[WORK TO DO]:
Arrange every line of the items below as a Markdown table with the columns Row and Line, numbering the rows in order and leaving out blank lines.

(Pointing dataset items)
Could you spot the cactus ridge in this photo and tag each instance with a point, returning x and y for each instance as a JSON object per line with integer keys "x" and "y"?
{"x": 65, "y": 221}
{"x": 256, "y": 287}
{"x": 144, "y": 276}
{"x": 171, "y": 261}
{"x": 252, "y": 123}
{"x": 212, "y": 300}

[WRITTEN ANSWER]:
| Row | Line |
|---|---|
| 1 | Could you spot the cactus ridge in this photo and tag each instance with a point, returning x and y for each instance as a JSON object per line with integer keys "x" and "y"? |
| 2 | {"x": 65, "y": 221} |
| 3 | {"x": 256, "y": 287} |
| 4 | {"x": 144, "y": 276} |
| 5 | {"x": 171, "y": 261} |
| 6 | {"x": 252, "y": 123} |
| 7 | {"x": 212, "y": 300} |